* **Task prompt**: The line containing "Where can you see the grassy" marks the start; return it and every line after it in the listing below, exactly, through the last.

****************************************

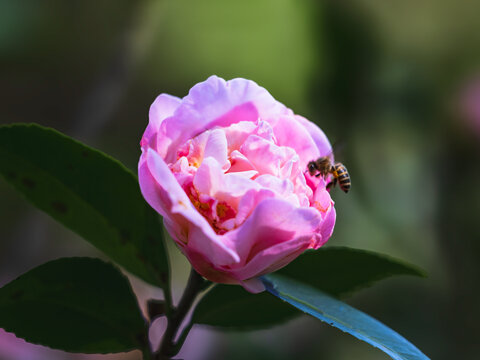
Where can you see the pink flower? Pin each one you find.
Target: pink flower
(226, 167)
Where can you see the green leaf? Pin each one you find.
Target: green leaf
(74, 304)
(231, 307)
(341, 271)
(88, 192)
(336, 270)
(342, 316)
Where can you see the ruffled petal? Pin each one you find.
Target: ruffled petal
(162, 191)
(163, 107)
(273, 221)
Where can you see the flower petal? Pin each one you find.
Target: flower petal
(164, 194)
(272, 222)
(163, 107)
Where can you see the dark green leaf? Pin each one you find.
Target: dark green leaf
(342, 316)
(88, 192)
(231, 307)
(74, 304)
(340, 271)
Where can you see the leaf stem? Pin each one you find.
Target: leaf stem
(168, 347)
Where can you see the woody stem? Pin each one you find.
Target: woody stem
(175, 319)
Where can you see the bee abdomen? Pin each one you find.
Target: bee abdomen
(343, 177)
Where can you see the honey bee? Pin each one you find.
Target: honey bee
(323, 166)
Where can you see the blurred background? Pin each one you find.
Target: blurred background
(396, 82)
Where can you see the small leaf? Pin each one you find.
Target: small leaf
(341, 271)
(342, 316)
(88, 192)
(336, 270)
(74, 304)
(231, 307)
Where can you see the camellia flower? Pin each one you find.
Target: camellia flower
(226, 167)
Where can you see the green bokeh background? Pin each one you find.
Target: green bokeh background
(382, 78)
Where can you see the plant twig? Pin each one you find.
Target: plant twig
(168, 348)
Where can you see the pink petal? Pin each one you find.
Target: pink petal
(289, 132)
(216, 102)
(161, 190)
(273, 221)
(216, 147)
(163, 107)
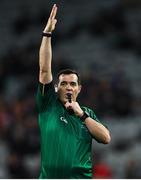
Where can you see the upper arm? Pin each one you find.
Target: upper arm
(45, 96)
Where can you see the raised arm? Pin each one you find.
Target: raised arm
(45, 53)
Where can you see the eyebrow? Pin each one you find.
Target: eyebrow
(68, 82)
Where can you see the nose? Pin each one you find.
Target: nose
(68, 87)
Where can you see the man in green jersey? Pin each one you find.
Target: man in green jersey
(67, 128)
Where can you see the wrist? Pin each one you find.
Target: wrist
(46, 34)
(84, 116)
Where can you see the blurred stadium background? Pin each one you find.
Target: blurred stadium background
(99, 38)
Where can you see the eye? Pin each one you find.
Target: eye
(63, 83)
(73, 84)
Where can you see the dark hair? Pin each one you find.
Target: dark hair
(69, 71)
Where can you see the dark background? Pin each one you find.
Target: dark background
(102, 40)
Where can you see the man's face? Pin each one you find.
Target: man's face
(68, 83)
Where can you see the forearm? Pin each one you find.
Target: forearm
(45, 58)
(45, 53)
(98, 131)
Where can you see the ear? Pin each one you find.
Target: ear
(56, 88)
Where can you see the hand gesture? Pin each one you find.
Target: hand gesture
(50, 26)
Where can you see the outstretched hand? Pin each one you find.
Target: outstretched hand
(50, 26)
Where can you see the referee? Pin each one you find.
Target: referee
(66, 127)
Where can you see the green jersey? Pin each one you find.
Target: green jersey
(65, 139)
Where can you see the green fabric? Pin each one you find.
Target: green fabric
(65, 140)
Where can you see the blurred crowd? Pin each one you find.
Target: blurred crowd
(108, 96)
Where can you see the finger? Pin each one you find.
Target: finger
(53, 11)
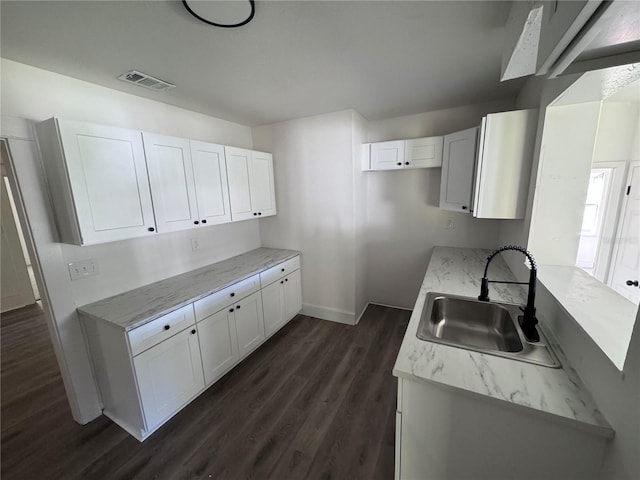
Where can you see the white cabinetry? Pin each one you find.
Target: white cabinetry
(387, 155)
(210, 179)
(281, 301)
(188, 182)
(402, 154)
(169, 375)
(251, 184)
(423, 152)
(218, 344)
(458, 164)
(111, 183)
(492, 181)
(171, 180)
(249, 323)
(488, 438)
(98, 180)
(148, 374)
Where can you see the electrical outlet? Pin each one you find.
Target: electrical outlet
(451, 224)
(83, 269)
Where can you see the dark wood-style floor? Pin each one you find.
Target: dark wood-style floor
(316, 401)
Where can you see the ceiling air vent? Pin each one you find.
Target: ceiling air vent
(145, 80)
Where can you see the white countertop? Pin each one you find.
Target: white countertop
(594, 306)
(141, 305)
(556, 392)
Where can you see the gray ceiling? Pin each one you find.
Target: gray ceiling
(296, 58)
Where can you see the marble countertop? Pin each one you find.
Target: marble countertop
(556, 392)
(144, 304)
(593, 304)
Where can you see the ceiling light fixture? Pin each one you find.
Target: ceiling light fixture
(204, 11)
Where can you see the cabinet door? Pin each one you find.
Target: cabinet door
(238, 168)
(273, 307)
(249, 323)
(218, 344)
(169, 375)
(263, 194)
(458, 163)
(292, 295)
(210, 179)
(423, 152)
(387, 155)
(171, 179)
(108, 179)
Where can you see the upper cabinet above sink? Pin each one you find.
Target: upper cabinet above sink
(486, 171)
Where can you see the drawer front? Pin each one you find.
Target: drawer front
(152, 333)
(281, 270)
(217, 301)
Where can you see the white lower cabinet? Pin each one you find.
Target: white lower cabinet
(446, 433)
(249, 323)
(147, 374)
(229, 335)
(169, 375)
(218, 344)
(281, 301)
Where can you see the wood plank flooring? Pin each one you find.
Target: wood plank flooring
(316, 401)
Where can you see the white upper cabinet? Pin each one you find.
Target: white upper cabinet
(98, 181)
(503, 170)
(458, 164)
(188, 182)
(251, 184)
(423, 152)
(492, 180)
(171, 179)
(402, 154)
(210, 180)
(387, 155)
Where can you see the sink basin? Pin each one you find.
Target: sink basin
(487, 327)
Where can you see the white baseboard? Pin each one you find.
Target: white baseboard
(362, 313)
(390, 306)
(328, 313)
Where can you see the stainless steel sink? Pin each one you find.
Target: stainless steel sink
(486, 327)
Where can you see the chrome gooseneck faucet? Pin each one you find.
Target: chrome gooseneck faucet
(528, 320)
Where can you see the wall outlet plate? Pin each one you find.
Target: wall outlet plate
(83, 269)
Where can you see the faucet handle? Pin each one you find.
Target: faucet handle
(484, 290)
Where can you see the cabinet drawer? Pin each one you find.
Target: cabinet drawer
(281, 270)
(152, 333)
(225, 297)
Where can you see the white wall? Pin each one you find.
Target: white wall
(617, 132)
(404, 222)
(314, 178)
(37, 94)
(617, 395)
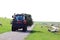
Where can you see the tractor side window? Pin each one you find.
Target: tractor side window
(19, 18)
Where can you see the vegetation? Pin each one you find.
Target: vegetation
(6, 26)
(42, 33)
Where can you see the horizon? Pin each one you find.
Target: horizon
(41, 10)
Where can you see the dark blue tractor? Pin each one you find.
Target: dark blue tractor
(21, 21)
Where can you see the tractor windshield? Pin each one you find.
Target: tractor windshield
(19, 18)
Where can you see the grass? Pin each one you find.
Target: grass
(39, 33)
(6, 26)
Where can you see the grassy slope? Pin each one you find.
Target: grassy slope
(39, 33)
(6, 26)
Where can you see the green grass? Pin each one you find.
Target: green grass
(6, 26)
(39, 33)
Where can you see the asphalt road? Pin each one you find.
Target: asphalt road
(17, 35)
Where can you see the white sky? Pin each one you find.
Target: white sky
(41, 10)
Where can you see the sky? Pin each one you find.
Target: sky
(41, 10)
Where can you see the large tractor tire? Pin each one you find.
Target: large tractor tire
(24, 29)
(14, 28)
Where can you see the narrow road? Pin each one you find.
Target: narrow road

****************************************

* **Answer to this problem**:
Where can you see the grassy slope? Pin each one you find.
Target: grassy slope
(39, 33)
(6, 26)
Where can you see the green grass? Pin each one you find.
Target: green grass
(6, 26)
(39, 33)
Where can you see the asphalt road? Pin each one you find.
Target: asphalt road
(17, 35)
Where can you see the white sky? Pin each one you find.
Target: white sky
(41, 10)
Where can you see the sky? Pin each one you find.
Target: sky
(41, 10)
Where can you see the large tractor tire? Pin each one you find.
Target: large tractor tire
(24, 29)
(14, 28)
Where can you see the narrow road? Pin each one you find.
Target: narrow road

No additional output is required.